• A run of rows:
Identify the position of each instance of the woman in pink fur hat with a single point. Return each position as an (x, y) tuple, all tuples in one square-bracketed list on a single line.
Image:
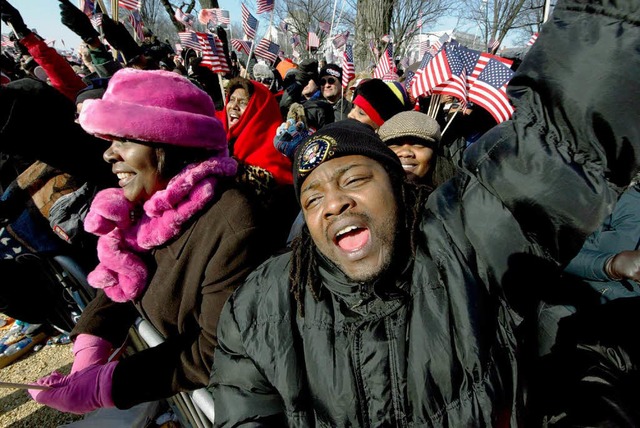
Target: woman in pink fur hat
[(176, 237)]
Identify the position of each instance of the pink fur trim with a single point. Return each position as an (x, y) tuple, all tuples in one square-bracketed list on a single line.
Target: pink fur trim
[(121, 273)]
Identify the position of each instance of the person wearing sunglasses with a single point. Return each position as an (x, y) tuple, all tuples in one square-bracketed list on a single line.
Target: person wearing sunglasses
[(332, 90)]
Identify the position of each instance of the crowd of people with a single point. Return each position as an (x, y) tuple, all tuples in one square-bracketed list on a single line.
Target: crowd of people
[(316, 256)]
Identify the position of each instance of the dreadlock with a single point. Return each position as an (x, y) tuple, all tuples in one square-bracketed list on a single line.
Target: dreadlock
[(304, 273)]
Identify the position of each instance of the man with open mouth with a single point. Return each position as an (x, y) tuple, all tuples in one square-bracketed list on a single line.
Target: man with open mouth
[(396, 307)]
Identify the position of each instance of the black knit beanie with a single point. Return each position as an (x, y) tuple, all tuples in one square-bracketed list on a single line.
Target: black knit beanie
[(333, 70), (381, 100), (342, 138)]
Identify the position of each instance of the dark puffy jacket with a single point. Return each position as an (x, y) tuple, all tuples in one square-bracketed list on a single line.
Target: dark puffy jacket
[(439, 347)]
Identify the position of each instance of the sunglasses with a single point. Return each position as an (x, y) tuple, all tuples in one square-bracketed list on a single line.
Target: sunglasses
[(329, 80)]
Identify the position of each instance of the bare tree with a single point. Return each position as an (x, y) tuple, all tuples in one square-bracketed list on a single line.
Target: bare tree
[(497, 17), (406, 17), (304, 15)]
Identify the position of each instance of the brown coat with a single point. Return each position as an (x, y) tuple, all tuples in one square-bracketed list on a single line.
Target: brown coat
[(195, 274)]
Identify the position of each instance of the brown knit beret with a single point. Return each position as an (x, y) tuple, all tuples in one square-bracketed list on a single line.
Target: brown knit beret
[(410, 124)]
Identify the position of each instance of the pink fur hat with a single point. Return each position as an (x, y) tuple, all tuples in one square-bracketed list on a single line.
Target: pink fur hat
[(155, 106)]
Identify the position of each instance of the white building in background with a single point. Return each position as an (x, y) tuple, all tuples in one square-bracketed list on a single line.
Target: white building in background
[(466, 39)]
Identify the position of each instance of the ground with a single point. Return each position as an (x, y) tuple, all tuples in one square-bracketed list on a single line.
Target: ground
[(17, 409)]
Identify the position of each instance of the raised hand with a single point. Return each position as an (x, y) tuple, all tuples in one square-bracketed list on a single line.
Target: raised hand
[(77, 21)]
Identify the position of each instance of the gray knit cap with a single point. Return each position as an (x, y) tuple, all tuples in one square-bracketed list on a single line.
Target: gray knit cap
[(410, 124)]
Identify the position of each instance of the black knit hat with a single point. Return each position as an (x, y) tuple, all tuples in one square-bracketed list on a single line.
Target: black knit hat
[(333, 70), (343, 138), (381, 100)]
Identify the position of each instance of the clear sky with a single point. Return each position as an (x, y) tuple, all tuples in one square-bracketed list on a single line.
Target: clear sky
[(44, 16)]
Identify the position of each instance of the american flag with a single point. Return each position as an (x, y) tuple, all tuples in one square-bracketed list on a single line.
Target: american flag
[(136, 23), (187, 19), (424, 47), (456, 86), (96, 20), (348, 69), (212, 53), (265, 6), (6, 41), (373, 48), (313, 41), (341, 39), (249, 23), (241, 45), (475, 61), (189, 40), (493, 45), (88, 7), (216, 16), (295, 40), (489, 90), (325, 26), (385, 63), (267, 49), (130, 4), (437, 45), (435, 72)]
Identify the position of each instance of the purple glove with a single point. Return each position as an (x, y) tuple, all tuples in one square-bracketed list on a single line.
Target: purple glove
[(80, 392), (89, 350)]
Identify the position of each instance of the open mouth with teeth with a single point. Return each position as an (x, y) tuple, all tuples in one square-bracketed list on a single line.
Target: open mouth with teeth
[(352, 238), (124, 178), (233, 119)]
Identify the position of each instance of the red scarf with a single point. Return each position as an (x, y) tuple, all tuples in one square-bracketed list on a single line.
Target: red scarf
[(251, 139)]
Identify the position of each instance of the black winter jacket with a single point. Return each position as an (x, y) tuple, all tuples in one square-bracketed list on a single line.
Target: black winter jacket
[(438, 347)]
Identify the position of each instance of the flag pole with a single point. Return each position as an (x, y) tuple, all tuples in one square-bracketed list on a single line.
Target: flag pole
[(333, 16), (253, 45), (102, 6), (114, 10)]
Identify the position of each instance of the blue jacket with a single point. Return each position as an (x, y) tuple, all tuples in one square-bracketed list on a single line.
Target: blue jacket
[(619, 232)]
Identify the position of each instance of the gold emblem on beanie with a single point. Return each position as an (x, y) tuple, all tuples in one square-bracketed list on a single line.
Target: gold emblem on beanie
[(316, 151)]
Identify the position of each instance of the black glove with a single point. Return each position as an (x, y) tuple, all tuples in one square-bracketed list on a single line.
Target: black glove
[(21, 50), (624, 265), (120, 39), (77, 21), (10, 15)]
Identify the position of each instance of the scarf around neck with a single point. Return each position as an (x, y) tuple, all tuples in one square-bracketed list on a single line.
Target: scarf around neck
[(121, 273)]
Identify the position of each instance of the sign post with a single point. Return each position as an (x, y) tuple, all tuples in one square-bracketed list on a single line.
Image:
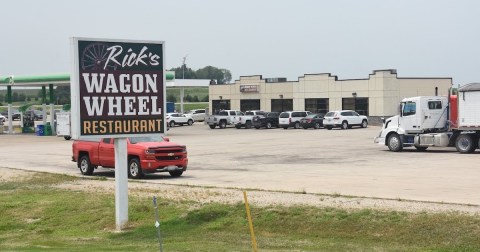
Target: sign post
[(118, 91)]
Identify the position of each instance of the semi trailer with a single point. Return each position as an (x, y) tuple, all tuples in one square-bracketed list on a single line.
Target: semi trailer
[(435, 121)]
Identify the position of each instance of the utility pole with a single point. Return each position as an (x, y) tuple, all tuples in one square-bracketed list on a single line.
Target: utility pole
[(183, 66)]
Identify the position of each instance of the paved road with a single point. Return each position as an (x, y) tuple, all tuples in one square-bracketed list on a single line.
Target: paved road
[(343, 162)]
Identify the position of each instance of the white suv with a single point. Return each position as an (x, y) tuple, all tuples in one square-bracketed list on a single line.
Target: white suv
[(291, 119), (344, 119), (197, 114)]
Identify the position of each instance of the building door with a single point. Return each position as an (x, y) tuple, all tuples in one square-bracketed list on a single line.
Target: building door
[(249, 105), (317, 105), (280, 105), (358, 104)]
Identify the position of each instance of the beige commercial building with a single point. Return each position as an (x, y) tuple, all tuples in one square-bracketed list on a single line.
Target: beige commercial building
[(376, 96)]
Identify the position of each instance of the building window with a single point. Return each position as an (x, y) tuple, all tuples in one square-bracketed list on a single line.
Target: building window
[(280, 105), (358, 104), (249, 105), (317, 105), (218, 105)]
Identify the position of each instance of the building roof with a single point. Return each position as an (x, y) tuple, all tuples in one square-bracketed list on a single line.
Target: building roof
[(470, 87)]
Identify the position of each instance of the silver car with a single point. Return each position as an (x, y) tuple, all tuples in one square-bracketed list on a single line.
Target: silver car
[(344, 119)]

• To do: Copy out verbatim the lines from the one containing "Identify the position of each instance of the open" through the one containing "[(352, 238), (124, 178), (233, 119)]", both included.

• Final result:
Identify the position of each instance of the open mouth with teeth with a single point. Return each position as an (x, y) tuple, all tuples in one square-bracketed list on a single line.
Target: open mouth with teeth
[(352, 238), (124, 178), (233, 119)]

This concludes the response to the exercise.